Pointing dataset excerpts
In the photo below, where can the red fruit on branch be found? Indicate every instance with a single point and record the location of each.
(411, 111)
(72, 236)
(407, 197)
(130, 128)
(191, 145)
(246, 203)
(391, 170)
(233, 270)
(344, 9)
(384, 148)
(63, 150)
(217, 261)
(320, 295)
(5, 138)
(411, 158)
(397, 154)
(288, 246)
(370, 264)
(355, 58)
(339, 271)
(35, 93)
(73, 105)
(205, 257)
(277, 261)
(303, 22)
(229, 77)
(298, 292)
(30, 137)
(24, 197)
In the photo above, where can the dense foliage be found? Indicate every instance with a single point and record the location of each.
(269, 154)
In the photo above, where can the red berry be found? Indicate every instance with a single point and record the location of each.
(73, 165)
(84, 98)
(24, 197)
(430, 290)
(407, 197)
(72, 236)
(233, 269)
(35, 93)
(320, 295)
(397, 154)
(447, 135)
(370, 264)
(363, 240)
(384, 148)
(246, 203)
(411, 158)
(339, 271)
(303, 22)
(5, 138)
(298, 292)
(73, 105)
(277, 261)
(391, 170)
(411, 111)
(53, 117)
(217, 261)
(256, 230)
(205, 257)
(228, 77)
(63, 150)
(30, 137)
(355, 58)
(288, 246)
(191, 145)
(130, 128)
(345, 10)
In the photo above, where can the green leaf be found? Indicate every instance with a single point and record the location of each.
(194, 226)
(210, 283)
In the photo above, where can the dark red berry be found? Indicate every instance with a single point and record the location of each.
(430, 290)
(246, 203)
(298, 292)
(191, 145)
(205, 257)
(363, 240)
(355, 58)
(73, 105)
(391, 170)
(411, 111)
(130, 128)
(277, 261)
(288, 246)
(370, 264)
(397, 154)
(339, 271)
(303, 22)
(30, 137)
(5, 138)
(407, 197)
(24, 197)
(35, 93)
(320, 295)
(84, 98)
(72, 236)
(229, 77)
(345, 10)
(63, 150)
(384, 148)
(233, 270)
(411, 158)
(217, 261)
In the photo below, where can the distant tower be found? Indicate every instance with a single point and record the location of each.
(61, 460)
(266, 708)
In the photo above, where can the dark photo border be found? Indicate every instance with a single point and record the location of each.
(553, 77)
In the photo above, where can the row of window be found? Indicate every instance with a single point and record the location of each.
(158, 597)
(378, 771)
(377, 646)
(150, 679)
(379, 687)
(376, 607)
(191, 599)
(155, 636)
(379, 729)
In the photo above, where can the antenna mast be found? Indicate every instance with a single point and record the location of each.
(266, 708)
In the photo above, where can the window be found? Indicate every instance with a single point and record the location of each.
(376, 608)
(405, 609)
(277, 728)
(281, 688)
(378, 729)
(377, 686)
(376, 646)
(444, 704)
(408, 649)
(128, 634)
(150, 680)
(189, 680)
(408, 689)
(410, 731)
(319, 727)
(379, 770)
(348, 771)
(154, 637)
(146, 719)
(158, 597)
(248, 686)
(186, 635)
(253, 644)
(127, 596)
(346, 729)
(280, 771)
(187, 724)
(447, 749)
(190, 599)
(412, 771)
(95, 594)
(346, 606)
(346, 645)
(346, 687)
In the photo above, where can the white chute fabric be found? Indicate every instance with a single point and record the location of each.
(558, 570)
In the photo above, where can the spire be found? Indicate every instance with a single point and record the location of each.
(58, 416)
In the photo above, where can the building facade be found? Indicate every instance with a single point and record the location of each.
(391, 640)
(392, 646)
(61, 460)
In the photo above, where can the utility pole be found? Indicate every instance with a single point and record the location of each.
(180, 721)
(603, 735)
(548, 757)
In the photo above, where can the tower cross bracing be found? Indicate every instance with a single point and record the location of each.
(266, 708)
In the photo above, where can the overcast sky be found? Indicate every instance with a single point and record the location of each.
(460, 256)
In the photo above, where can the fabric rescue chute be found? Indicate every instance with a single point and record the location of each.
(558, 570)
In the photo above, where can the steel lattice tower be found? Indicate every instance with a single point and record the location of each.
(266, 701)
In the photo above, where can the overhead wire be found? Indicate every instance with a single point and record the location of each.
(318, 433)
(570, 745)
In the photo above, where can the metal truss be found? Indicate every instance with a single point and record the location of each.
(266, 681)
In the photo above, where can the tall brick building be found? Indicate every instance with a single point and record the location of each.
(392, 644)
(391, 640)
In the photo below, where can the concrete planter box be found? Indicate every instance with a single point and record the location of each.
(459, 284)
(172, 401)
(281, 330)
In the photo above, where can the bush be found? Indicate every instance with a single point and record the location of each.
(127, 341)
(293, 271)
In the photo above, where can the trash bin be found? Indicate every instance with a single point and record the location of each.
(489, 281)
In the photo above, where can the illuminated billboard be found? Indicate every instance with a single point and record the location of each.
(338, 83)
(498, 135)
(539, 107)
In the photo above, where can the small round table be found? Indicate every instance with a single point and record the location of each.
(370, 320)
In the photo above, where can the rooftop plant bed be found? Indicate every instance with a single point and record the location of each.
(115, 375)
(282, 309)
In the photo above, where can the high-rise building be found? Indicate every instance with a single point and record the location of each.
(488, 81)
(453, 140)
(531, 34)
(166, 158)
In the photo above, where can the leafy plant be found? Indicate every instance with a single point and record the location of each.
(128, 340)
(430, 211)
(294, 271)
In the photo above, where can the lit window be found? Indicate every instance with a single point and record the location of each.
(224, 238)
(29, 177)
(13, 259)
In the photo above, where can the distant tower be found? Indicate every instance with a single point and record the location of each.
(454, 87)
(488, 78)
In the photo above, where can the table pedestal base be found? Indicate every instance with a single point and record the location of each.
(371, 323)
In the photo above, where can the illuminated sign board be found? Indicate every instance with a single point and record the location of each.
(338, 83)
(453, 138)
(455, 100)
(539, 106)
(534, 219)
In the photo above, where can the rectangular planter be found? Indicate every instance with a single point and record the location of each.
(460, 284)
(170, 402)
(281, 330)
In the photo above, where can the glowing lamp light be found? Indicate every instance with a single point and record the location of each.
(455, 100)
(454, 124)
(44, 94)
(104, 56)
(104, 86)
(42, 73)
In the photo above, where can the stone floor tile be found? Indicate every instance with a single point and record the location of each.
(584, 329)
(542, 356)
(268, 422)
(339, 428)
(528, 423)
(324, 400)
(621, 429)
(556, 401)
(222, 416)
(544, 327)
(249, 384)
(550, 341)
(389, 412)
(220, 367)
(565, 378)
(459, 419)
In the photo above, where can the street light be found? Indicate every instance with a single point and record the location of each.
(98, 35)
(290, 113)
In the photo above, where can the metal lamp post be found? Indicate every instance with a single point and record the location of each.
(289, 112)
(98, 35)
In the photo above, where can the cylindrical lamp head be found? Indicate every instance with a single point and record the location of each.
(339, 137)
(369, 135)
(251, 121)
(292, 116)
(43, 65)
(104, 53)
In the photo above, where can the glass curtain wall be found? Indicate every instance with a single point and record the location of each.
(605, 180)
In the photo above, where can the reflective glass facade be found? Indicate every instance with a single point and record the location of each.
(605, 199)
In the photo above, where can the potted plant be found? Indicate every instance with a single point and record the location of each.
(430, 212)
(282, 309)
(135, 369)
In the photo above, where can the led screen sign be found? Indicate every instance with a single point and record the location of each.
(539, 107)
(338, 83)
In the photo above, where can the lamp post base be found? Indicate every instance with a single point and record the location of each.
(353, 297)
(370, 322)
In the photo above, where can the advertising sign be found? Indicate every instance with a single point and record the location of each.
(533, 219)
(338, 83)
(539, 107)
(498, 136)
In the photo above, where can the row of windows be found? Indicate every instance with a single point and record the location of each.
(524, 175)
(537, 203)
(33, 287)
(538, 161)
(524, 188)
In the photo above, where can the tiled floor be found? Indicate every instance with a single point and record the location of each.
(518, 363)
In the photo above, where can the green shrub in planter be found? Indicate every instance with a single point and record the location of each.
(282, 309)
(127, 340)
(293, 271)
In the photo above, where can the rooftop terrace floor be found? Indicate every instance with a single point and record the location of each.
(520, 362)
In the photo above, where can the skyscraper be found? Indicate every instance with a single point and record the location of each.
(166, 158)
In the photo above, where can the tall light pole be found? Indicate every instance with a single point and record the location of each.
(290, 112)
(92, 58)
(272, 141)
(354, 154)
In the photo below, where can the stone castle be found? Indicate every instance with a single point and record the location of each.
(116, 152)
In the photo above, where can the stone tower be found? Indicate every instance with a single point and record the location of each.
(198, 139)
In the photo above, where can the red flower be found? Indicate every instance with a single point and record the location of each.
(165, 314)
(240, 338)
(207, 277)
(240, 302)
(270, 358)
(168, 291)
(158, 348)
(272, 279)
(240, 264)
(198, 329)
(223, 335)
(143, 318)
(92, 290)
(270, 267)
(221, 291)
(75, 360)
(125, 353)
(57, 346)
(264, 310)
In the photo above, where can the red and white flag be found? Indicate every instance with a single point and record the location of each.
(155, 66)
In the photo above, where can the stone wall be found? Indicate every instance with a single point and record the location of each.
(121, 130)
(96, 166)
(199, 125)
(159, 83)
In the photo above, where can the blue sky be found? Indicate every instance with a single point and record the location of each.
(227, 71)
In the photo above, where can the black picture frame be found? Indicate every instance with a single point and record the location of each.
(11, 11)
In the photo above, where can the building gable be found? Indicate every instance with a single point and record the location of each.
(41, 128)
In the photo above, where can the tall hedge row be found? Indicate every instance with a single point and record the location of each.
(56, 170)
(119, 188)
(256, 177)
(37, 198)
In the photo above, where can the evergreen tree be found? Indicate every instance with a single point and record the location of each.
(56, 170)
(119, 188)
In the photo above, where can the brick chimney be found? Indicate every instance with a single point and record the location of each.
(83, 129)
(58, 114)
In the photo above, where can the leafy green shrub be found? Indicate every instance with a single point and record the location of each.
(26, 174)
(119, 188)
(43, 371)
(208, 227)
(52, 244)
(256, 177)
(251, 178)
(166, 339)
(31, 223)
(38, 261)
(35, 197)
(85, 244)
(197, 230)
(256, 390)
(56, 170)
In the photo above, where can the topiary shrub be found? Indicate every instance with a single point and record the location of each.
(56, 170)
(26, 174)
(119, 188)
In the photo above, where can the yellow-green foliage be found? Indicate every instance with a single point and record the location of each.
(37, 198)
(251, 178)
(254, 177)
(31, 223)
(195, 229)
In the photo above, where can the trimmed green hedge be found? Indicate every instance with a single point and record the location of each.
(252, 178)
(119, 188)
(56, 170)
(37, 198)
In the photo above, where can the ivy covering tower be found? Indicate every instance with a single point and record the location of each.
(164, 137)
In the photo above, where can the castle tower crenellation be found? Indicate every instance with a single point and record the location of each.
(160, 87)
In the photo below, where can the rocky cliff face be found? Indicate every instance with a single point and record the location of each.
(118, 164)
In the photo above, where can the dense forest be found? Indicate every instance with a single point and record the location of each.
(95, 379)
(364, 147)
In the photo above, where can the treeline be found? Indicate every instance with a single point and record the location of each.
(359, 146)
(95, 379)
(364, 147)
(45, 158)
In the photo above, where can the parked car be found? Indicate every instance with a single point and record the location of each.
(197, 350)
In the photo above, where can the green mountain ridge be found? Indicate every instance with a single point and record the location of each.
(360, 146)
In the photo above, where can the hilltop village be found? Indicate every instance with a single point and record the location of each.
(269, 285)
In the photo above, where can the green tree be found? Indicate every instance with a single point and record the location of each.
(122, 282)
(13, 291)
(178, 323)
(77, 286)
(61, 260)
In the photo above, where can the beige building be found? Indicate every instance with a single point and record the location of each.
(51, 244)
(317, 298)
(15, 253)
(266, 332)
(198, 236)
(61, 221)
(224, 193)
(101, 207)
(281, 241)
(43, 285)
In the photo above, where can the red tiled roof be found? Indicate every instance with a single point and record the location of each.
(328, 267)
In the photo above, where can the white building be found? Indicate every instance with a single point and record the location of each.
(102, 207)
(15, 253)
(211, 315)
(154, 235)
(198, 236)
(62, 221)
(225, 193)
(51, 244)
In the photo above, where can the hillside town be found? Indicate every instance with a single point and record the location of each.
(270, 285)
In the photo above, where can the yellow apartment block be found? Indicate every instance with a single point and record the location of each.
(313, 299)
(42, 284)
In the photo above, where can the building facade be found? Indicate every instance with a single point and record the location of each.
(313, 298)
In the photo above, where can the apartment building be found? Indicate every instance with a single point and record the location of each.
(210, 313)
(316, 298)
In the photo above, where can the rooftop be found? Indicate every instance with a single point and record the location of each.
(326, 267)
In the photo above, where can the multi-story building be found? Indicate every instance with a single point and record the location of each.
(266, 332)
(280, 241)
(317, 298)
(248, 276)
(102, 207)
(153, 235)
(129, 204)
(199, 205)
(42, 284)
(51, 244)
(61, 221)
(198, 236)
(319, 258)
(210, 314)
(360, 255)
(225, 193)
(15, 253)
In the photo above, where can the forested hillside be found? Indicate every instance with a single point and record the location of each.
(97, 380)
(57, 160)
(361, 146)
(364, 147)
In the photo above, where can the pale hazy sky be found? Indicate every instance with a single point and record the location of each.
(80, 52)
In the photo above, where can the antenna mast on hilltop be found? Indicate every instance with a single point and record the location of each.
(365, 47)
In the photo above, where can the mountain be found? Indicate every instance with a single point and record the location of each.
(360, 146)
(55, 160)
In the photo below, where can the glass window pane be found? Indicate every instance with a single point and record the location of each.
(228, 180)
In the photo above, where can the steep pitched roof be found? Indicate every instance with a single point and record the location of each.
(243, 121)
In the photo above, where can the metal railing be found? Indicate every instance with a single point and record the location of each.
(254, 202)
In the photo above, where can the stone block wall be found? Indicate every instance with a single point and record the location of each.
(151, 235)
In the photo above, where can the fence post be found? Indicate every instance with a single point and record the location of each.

§ **Do this**: Reproduce the items above without any change, beginning at the line that contains "In the photo above, where can the stone block" and continuing through the last line of the items.

§ **Correct response**:
In the photo above, where can the stone block wall be found? Indicate every instance with a single point and record the location of each.
(151, 235)
In the photo above, where can the fence post be found? Indicate every instance with a single point and record the location of each.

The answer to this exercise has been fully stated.